§ Texto fornecido
No auge da crise de 2008, os bancos centrais da
cúspide capitalista cumpriram seu dever e impediram que o crash financeiro
degenerasse numa Grande Depressão. Tão logo o pânico deflagrado pela quebra do
Lehman Brothers cedeu, saíram das sombras os estoques de dívida soberana acumulados
na Europa durante o período de subavaliação dos riscos. Vitimas e protagonistas
da farra financeira, os governos da eurolândia fecharam os olhos para a orgia
de endividamento privado (depois público) promovida pelos (saltim)bancos da
desregulamentação financeira. Estimulada e celebrada por muitos, a
desregulamentação abriu caminho para a "invasão" do risco sistêmico
nas engrenagens da finança capitalista.
Vou citar o insuspeito e temerário Alan
Greenspan: "O risco sistêmico é quase exclusivamente um fenômeno das
instituições financeiras. A inadimplência de grandes instituições pode
desmantelar o sistema financeiro e com ele o resto da economia, devido às
múltiplas e intrincadas relações entre a finança e a atividade econômica... Os
riscos gerados por empresas não financeiras - independentemente de seu tamanho
- ficam restritos aos seus credores, fornecedores e clientes. Raramente têm
impacto mais amplo."
O sistema de crédito moderno tem a função de
ampliar e antecipar no tempo a capacidade de investimento e de consumo das
empresas, das famílias e dos governos. Ele opera como uma central privada de
administração monetária e de alocação da riqueza líquida coletiva. Nessa
função, os bancos (e, hoje, os demais intermediários financeiros que se
abastecem nos mercados monetários) são provedores da rede informacional do
mercado: definem as normas de acesso à liquidez, ao crédito e administram o
sistema de pagamentos.

§ Problema curto 1
Segundo a citação de Greenspan no texto sobre a crise de 2008, a quem ficam restritos os riscos gerados por empresas não financeiras? Liste todos.
§ Problema curto 2
Estenda o texto sobre a crise de 2008 e o sistema de crédito, partindo do ponto em que ele termina.
A listagem a seguir é um material à parte e não tem relação com o texto.

[Registros do conjunto de dados de apontamento]
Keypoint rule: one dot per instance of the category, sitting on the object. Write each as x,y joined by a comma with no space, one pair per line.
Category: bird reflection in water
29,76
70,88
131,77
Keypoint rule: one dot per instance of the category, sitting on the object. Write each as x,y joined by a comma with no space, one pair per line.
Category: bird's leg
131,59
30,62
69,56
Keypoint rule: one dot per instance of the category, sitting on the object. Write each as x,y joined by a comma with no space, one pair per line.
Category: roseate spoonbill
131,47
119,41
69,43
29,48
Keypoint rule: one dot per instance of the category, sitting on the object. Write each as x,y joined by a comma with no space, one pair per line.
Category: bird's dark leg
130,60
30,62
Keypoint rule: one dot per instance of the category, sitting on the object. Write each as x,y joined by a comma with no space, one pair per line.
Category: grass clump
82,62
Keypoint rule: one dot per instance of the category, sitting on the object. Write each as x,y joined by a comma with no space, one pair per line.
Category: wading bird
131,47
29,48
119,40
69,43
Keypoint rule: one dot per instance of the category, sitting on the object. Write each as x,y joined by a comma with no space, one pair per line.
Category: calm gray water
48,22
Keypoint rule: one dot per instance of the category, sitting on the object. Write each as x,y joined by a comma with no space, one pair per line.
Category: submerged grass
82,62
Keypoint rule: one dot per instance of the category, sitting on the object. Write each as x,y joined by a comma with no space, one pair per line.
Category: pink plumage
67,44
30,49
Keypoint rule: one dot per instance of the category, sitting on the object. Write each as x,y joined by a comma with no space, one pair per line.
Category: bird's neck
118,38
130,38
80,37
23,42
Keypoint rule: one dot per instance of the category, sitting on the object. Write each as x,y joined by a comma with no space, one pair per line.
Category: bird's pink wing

§ Resultado 1
Credores, fornecedores e clientes.

§ Resultado 2
Gestores privados da forma geral da riqueza, os
bancos, em princípio, deveriam regular o estado da liquidez e do crédito de
acordo com a evolução dos balanços inter-relacionados de empresas, famílias,
dos governos e das próprias instituições financeiras. Mas, a crise recente
demonstrou que essa pretensão é irrealizável em um ambiente em que prevalecem a
concorrência e a busca desaçaimada por resultados entre as instituições
financeiras privadas. No período que antecedeu à crise - na esteira da
integração global dos mercados financeiros - a "centralização
privada" da moeda e do crédito nas instituições "grandes demais para
falir" alastrou o processo competitivo de geração e distribuição de ativos
com precificação enigmática em moedas distintas.
Quando a roda da fortuna girou em falso, com
colapso de preços e ampla flutuação das moedas, foi inevitável o recurso à
"centralização estatal", única forma de contornar a destruição do
crédito e da moeda, ou seja, da rede informacional da economia monetária da
produção. A ruptura nas articulações do sistema de provimento de liquidez, de
gestão da riqueza e de pagamentos acarretou a quase paralisia do metabolismo
econômico.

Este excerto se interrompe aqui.